RECORDED INFORMATION:
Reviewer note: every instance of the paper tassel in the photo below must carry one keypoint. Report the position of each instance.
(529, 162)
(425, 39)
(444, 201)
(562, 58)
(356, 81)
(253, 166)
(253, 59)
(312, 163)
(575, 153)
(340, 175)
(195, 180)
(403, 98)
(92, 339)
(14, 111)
* * *
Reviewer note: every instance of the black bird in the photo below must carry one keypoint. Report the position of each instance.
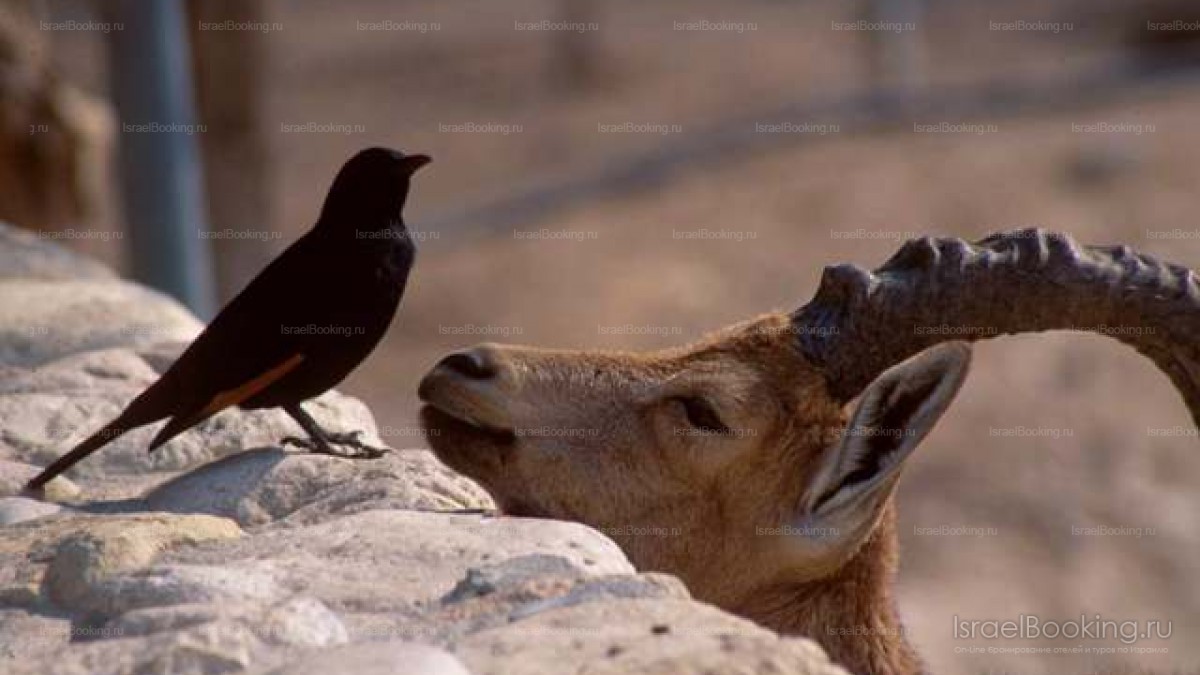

GOAL: Find every line above that contains the string "Reviewer", matching case exactly, and copy each of those lines in full.

TASK OUTPUT:
Reviewer note: every instance of the paper tassel in the photo below must carry one keypoint. Report the position of each instance.
Reviewer note: every instance of the black bird in the photo below must carry one keypoint. Report the position of each instance.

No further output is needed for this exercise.